VINTAGE LIGHTWEIGHTS:   dunelt posted by: chimmy on 9/15/2003 at 8:08:37 PM
does anyone know anything about old english Dunelt lightweights?? (not the 3-speed roadsters)
from sometime in the 60's ???

i can't find anything about them


   RE:VINTAGE LIGHTWEIGHTS:   dunelt posted by Chris on 9/16/2003 at 4:35:29 PM
Dunelt was a name stuck on a Raleigh made bike. Raleigh Industries from Nottingham, England. As some of the 531 lightweight frames made their way thru Raleigh as they were being assembled, some of them ended up wearing Dunelt badges and decals.

Is there a 531 Reynolds frame on the bike?
Pretty much the same as any other Raleigh 531 frame bike. Componets are another matter. What does this have on it.
Can you describe it better for us?

What kind of derailers, brakes, rims, does it have a name like Fleur De Liese or something.

TO BE DONE:
1/ Does the forum thread about Dunelt lightweights agree with each statement? (a) Dunelt was a name put on bikes made by Raleigh. (b) Raleigh Industries was from Birmingham, England. (c) The first poster was asking about Dunelt 3-speed roadsters. Give yes or no for each, with the words from the thread that decide it.
2/ In the forum thread about Dunelt lightweights, what kind of frame does the reply ask whether the bike has?
The records aren't needed for anything here.

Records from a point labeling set

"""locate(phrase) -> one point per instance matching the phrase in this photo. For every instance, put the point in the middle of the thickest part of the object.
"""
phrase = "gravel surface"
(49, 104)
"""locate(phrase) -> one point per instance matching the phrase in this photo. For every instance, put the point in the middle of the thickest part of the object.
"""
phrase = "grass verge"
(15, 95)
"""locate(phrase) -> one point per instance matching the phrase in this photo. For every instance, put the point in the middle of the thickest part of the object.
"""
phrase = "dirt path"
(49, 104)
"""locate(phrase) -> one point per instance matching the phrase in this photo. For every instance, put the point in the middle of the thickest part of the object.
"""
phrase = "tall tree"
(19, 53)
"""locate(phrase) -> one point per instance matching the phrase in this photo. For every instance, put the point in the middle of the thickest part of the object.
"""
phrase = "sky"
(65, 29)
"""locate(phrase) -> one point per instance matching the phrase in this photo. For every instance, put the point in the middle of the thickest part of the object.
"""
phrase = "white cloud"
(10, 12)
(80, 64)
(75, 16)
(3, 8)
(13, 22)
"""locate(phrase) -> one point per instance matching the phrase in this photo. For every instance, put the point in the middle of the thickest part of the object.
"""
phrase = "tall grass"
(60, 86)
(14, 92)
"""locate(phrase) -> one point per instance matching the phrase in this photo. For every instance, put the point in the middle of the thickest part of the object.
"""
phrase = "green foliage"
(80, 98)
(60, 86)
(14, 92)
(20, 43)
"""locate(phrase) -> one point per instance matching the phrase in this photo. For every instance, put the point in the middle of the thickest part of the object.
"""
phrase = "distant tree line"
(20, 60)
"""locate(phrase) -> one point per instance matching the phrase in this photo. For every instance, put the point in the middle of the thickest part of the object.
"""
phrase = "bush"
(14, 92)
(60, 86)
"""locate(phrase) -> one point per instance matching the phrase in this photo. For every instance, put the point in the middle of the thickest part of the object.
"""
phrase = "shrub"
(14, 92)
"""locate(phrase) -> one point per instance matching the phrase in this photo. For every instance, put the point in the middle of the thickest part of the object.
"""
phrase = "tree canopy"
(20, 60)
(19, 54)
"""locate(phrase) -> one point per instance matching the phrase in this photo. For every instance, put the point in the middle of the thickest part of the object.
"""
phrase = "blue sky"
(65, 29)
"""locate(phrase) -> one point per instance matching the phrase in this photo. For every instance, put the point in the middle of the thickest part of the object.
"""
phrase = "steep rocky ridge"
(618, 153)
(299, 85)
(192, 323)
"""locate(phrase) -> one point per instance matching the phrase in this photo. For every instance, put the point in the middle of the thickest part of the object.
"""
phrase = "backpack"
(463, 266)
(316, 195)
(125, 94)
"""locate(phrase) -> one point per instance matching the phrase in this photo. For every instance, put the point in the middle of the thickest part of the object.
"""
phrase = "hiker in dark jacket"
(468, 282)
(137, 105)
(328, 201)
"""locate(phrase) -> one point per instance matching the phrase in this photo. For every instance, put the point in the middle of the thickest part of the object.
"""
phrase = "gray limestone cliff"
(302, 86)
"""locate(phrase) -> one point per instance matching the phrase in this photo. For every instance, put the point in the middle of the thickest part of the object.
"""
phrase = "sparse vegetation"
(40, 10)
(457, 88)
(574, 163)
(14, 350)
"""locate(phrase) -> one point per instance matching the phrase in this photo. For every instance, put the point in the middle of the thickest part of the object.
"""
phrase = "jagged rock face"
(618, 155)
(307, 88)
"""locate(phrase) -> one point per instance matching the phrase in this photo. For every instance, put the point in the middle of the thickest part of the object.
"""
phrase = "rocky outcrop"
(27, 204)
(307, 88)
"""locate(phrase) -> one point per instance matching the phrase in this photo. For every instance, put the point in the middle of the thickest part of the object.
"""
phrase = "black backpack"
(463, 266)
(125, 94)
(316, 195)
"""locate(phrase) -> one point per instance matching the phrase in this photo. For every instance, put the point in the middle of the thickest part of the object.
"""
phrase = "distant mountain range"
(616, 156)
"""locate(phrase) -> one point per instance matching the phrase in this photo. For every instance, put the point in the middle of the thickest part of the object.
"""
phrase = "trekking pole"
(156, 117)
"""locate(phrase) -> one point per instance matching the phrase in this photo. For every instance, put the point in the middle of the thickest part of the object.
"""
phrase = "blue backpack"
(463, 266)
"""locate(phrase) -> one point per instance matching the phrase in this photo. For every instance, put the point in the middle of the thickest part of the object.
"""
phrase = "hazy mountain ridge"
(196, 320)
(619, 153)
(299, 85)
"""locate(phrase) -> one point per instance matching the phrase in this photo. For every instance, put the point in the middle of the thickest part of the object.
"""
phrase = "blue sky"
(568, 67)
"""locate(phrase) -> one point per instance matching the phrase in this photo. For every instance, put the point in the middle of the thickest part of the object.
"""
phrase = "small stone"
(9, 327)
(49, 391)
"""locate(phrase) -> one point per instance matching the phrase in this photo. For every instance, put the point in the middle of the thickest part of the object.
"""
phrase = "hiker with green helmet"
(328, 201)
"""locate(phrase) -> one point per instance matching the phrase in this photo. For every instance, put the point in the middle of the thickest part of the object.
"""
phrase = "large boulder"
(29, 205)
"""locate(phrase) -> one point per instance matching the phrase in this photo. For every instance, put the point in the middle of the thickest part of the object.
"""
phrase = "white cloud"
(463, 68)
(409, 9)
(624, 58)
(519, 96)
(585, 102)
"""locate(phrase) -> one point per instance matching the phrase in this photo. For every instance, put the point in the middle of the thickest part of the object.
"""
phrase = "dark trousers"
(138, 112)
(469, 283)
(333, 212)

FULL ANSWERS:
1/
(a) Yes: "Dunelt was a name stuck on a Raleigh made bike."
(b) No: "Raleigh Industries from Nottingham, England."
(c) No: "(not the 3-speed roadsters)"

2/ A 531 Reynolds frame.